BEGIN SUPPLIED MATERIAL

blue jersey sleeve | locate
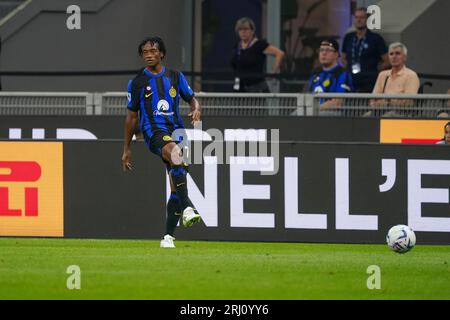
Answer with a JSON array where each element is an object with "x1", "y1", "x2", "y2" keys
[
  {"x1": 180, "y1": 72, "x2": 194, "y2": 103},
  {"x1": 127, "y1": 80, "x2": 141, "y2": 112}
]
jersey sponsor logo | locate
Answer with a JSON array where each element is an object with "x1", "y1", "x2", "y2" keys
[
  {"x1": 0, "y1": 142, "x2": 64, "y2": 237},
  {"x1": 169, "y1": 87, "x2": 177, "y2": 98},
  {"x1": 153, "y1": 99, "x2": 174, "y2": 116},
  {"x1": 144, "y1": 86, "x2": 153, "y2": 99}
]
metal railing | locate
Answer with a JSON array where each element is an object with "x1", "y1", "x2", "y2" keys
[
  {"x1": 0, "y1": 92, "x2": 94, "y2": 116},
  {"x1": 312, "y1": 93, "x2": 450, "y2": 118},
  {"x1": 0, "y1": 92, "x2": 450, "y2": 119}
]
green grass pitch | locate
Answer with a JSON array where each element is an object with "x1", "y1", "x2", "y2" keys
[{"x1": 0, "y1": 238, "x2": 450, "y2": 300}]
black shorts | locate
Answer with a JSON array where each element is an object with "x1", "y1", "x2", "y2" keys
[{"x1": 144, "y1": 131, "x2": 185, "y2": 172}]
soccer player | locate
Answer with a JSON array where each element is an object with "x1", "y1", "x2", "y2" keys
[{"x1": 122, "y1": 37, "x2": 201, "y2": 248}]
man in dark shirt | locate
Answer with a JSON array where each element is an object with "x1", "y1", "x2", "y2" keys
[
  {"x1": 308, "y1": 39, "x2": 353, "y2": 111},
  {"x1": 342, "y1": 8, "x2": 389, "y2": 92},
  {"x1": 231, "y1": 17, "x2": 284, "y2": 92}
]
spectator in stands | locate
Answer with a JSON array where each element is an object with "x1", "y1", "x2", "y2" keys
[
  {"x1": 436, "y1": 122, "x2": 450, "y2": 145},
  {"x1": 365, "y1": 42, "x2": 420, "y2": 117},
  {"x1": 308, "y1": 39, "x2": 353, "y2": 111},
  {"x1": 342, "y1": 8, "x2": 389, "y2": 93},
  {"x1": 231, "y1": 17, "x2": 284, "y2": 92}
]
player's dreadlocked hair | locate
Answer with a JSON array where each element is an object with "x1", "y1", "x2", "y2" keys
[{"x1": 138, "y1": 37, "x2": 166, "y2": 59}]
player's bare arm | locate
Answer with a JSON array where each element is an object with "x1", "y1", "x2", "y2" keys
[
  {"x1": 122, "y1": 110, "x2": 138, "y2": 171},
  {"x1": 188, "y1": 97, "x2": 202, "y2": 125}
]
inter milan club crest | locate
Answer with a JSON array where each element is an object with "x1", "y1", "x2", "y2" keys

END SUPPLIED MATERIAL

▸ STATED GOAL
Copy out verbatim the lines of the records beginning with the line that contains "player's bare arm | locate" and continuing through the final line of the records, both ends included.

▸ FINAL ANSWER
player's bare arm | locate
Answer with a JSON array where each element is an object with "x1", "y1", "x2", "y2" keys
[
  {"x1": 122, "y1": 110, "x2": 138, "y2": 171},
  {"x1": 188, "y1": 97, "x2": 202, "y2": 125}
]
inter milan club crest | locate
Answer with a JSON array where each element is an object with "x1", "y1", "x2", "y2" keys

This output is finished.